Find each line in the material below that contains the word "lily" and copy those lines out. Matching is case-sensitive.

-------- RECORD LIST --------

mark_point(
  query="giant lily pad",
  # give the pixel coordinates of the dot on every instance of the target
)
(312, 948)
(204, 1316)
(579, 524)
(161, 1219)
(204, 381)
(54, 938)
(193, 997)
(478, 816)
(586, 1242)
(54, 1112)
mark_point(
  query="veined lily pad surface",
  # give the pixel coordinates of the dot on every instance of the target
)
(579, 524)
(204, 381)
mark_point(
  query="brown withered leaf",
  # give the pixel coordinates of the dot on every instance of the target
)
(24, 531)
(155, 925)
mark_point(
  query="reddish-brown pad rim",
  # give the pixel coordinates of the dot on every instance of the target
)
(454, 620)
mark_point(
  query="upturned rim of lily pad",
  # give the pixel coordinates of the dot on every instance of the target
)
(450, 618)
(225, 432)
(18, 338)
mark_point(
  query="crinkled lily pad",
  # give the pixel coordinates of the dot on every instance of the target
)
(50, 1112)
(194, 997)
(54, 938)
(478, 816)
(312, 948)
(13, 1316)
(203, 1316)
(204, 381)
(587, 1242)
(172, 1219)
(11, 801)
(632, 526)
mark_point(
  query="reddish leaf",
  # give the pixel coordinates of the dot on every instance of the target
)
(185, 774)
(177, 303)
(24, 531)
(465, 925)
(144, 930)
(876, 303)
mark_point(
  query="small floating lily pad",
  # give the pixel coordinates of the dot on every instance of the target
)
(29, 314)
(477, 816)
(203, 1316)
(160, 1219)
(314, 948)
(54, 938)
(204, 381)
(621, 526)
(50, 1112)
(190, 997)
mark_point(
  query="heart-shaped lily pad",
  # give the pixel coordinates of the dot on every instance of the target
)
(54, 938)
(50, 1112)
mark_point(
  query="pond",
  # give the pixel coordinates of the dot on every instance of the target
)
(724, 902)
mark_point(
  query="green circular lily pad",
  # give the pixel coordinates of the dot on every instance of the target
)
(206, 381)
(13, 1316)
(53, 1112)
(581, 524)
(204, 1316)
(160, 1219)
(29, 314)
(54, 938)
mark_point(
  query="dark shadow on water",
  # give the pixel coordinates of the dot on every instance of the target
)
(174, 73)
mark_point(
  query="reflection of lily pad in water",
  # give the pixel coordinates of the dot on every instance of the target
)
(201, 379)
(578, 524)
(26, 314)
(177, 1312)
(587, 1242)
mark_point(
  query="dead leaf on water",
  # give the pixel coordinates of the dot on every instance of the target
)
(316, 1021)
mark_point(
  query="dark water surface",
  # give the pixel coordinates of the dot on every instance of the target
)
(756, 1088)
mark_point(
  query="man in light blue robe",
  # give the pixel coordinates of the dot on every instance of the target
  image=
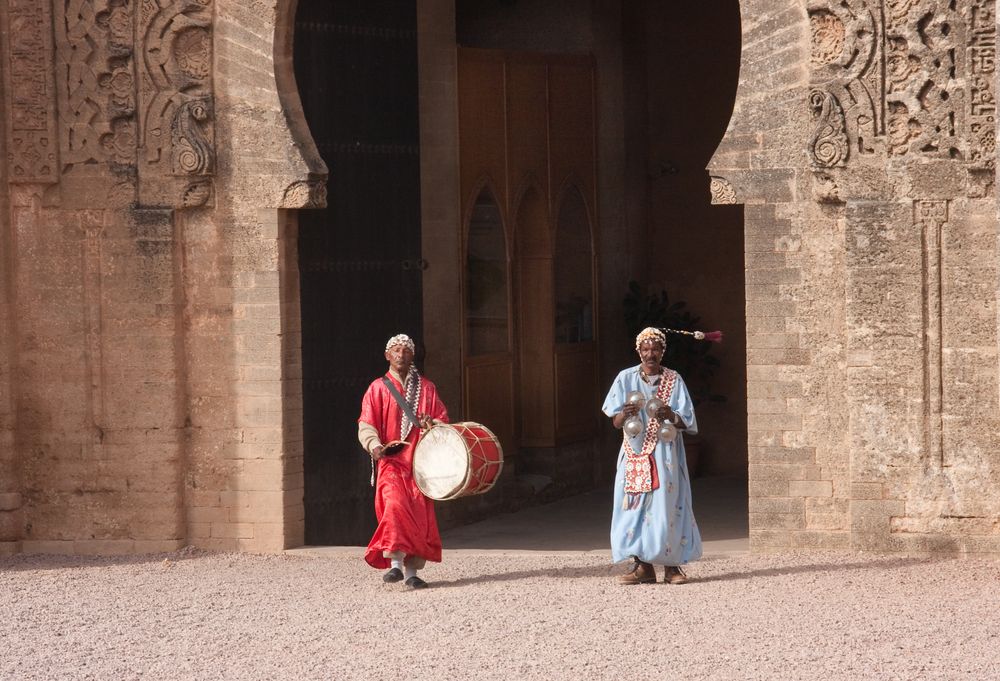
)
(655, 527)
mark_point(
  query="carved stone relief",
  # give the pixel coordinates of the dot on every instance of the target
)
(722, 191)
(32, 143)
(305, 194)
(829, 147)
(95, 83)
(847, 65)
(177, 111)
(911, 77)
(135, 96)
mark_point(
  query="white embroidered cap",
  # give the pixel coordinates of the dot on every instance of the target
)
(400, 339)
(653, 334)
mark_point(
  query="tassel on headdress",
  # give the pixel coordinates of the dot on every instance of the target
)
(711, 336)
(659, 335)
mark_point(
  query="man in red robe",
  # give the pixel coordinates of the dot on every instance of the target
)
(407, 534)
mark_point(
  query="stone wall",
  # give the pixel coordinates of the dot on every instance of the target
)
(10, 487)
(862, 146)
(154, 286)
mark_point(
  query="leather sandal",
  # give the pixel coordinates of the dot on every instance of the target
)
(674, 575)
(640, 573)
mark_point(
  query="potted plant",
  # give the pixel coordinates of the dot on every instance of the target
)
(691, 358)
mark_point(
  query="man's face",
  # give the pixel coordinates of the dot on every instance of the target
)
(650, 354)
(400, 358)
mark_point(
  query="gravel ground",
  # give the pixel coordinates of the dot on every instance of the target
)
(193, 615)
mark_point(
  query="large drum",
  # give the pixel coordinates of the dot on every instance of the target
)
(455, 460)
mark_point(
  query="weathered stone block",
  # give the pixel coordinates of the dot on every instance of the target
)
(810, 488)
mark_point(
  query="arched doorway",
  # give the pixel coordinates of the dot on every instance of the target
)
(360, 258)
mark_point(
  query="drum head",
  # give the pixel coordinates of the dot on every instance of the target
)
(441, 463)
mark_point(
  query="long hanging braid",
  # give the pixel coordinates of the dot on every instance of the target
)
(411, 392)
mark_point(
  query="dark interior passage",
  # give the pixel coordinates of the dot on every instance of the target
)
(360, 259)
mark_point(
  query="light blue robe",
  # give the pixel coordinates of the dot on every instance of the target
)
(662, 530)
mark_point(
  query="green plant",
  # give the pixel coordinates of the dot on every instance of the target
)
(691, 358)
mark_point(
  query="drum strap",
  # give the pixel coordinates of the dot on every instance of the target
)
(400, 401)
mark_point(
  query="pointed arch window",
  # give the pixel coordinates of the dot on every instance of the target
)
(487, 310)
(574, 271)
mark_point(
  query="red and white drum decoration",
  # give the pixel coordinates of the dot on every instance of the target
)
(455, 460)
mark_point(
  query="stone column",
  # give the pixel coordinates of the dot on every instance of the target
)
(440, 203)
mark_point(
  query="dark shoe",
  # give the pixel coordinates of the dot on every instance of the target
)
(640, 573)
(392, 576)
(674, 575)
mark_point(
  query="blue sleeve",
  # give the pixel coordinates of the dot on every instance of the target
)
(680, 402)
(615, 400)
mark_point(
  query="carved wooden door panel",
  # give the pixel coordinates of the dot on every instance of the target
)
(360, 261)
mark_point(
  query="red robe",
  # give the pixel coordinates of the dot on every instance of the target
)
(406, 520)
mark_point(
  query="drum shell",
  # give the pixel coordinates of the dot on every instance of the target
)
(481, 457)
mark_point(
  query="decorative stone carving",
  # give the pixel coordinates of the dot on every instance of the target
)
(847, 64)
(176, 101)
(912, 77)
(305, 194)
(32, 144)
(95, 81)
(829, 147)
(981, 73)
(722, 191)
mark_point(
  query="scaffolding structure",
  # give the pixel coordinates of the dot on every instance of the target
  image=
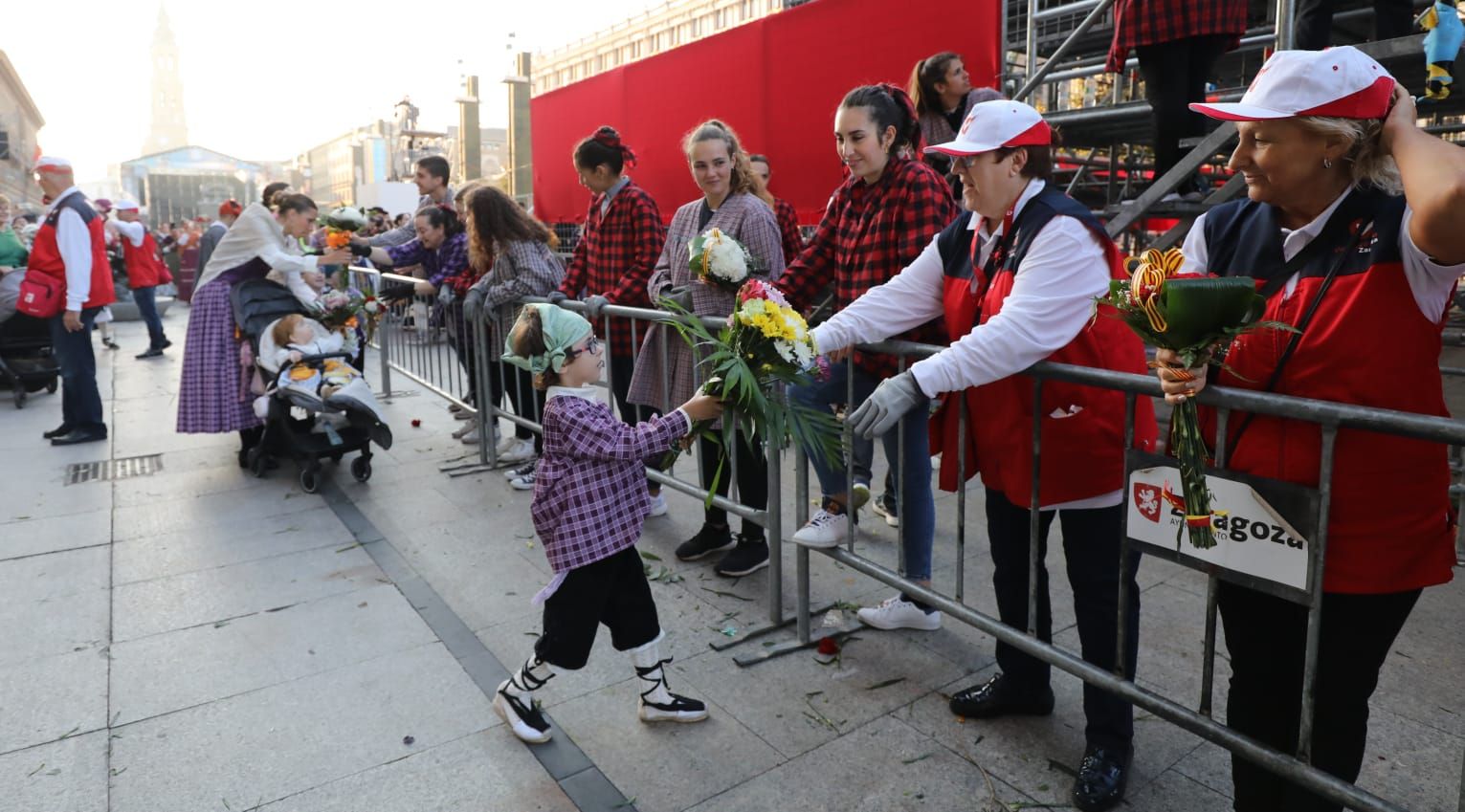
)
(1055, 55)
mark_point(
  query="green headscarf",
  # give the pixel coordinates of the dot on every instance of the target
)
(562, 331)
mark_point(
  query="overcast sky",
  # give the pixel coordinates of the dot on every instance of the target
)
(267, 79)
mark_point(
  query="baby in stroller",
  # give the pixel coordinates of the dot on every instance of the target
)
(298, 337)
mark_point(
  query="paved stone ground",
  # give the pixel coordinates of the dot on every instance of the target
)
(199, 640)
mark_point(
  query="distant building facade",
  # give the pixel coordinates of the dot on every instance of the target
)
(19, 123)
(649, 33)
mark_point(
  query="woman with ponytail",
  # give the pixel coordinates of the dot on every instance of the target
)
(943, 93)
(668, 376)
(877, 221)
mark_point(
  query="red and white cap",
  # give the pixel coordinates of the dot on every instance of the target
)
(1340, 82)
(993, 124)
(52, 165)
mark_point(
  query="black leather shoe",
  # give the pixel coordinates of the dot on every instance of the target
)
(1102, 778)
(999, 696)
(57, 432)
(79, 436)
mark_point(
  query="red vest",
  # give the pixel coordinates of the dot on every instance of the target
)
(46, 254)
(144, 267)
(1081, 453)
(1389, 519)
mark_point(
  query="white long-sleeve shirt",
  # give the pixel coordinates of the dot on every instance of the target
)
(1051, 301)
(1431, 281)
(74, 243)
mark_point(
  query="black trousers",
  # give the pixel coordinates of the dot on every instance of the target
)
(752, 480)
(1175, 77)
(612, 591)
(1092, 550)
(621, 370)
(1268, 641)
(519, 385)
(1315, 22)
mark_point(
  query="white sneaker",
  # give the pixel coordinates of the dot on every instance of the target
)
(516, 450)
(658, 505)
(824, 530)
(522, 472)
(899, 613)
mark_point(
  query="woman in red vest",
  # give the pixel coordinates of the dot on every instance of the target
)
(1015, 278)
(1367, 276)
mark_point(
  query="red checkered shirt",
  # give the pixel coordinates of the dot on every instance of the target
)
(788, 229)
(614, 257)
(869, 232)
(1150, 22)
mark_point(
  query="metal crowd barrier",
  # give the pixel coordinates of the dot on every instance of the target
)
(1329, 416)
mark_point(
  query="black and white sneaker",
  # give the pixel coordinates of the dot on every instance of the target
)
(680, 709)
(746, 558)
(706, 541)
(523, 718)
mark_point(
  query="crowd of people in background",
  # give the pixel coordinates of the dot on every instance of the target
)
(946, 230)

--------

* _OUTPUT_
  query="giant lily pad",
  query="veined lily pad surface",
  query="upturned rim of lily pad",
  query="crinkled lily pad",
  query="small floating lily pad",
  query="heart-shaped lily pad",
  query="green circular lily pad",
  query="reflection of lily pad in water",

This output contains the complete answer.